▸ **Written task 1**:
Scale the records below, starting at the beginning of the records and ending at the line that contains "x=58, y=204", including that line. Repeat all of those lines with their requests, multiply every coordinate in the answers by 2.4, round to whole numbers with halves going up, and leave out the pictures.

▸ **Document segment**:
On Thu, Feb 21, 2019 at 01:05:04AM +0100, Richard Weinberger wrote:
> On Wed, Feb 20, 2019 at 2:58 PM Sascha Hauer <s.hauer@pengutronix.de> wrote:
> >
> >
> > Hi All,
> >
> > I have hardware here for which the normal way to turn off is just to cut
> > the power. When the powercut happens during a NAND page write then we
> > get more or less completely written pages during next boot. Very rarely
> > it seems to happen that such a half written page with only very few
> > flipped bits is erroneously detected as empty and written again which
> > then results in ECC errors when reading the data.
> >
> > The Nand in question is a Micron MT29F4G08ABADAH4 and in TN2917 Micron
> > clearly states:
> >
> > | Power loss during NAND array operations (especially Program/Erase) is a
> > | violation of the NAND voltage specifications, which is not supported and
> > | should be avoided
> >
> > Micron suggests to make the capacitors on the Nand chips supply input
> > big enough that every started operation will be finished before the
> > power goes down. Now we don't have that situation here, what I have
> > though is a power good status GPIO, so my job is to wire that up to the
> > Nand write operations.

▸ **Entries shown**:
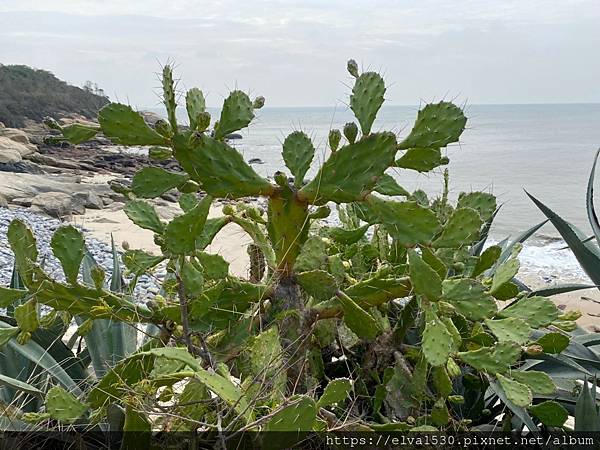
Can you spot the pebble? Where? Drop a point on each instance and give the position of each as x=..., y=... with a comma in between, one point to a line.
x=43, y=228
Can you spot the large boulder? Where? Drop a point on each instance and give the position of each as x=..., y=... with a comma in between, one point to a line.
x=9, y=147
x=58, y=204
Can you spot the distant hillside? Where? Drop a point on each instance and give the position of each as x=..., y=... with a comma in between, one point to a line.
x=27, y=93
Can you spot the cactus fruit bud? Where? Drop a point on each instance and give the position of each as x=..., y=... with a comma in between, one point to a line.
x=334, y=139
x=351, y=132
x=456, y=399
x=85, y=327
x=258, y=102
x=281, y=179
x=534, y=350
x=98, y=276
x=159, y=153
x=163, y=127
x=203, y=121
x=446, y=309
x=565, y=325
x=452, y=368
x=352, y=68
x=23, y=337
x=570, y=315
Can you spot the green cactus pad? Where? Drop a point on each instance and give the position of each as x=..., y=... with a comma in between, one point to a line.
x=299, y=416
x=138, y=261
x=437, y=341
x=183, y=231
x=550, y=413
x=219, y=168
x=214, y=266
x=195, y=105
x=122, y=125
x=144, y=215
x=298, y=153
x=407, y=222
x=469, y=298
x=336, y=391
x=536, y=311
x=357, y=319
x=64, y=406
x=441, y=381
x=510, y=329
x=388, y=186
x=497, y=359
x=462, y=228
x=553, y=342
x=424, y=279
x=193, y=280
x=504, y=273
x=237, y=113
x=487, y=260
x=318, y=283
x=151, y=182
x=366, y=99
x=68, y=247
x=351, y=132
x=516, y=392
x=420, y=159
x=352, y=172
x=27, y=317
x=539, y=382
x=347, y=237
x=437, y=125
x=482, y=202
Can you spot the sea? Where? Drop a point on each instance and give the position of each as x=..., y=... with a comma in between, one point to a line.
x=546, y=149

▸ **Written task 2**:
Pick up the email about NAND page writes cut short by power loss and continue it from its last line.

▸ **Response 1**:
Can you spot the pebble? Where? Drop a point on each instance and give the position of each as x=..., y=... with a comma in between, one point to a line.
x=103, y=547
Can you spot the large boulder? Where? Drop a point on each instance and give the position of each as x=..., y=... with a comma in between, one point to a line.
x=22, y=353
x=139, y=490

▸ **Response 2**:
> >
> > Now my question is how could that be done? I assume for some people a
> > power good failure means that we should write all important data away,
> > rather than preventing any Nand access. Given it's a policy decision I
> > assume user space should be involved, right?  An option might be to
> > introcude some sysfs entry to switch mtd devices to readonly mode. Would
> > that be fine? Other suggestions?
> 
> Well, we need to make sure that no new write/erase command is issued and
> the running one can complete. So, in nand_base.c you can (ab)use a lock
> to ensure that.

Nice idea.

> Regarding important data, users that care need to use fsync() anyway, so
> there is no need to trigger whatever writeback upon power failure.
> Or what else important data do you have in mind?

What you want to do on a power failure probably depends on the time
you have left. When you have a second left then you get other ideas than
when you have just a few milliseconds. If you have enough time then you
maybe even want to do an ordered shutdown which would include writing to
the nand.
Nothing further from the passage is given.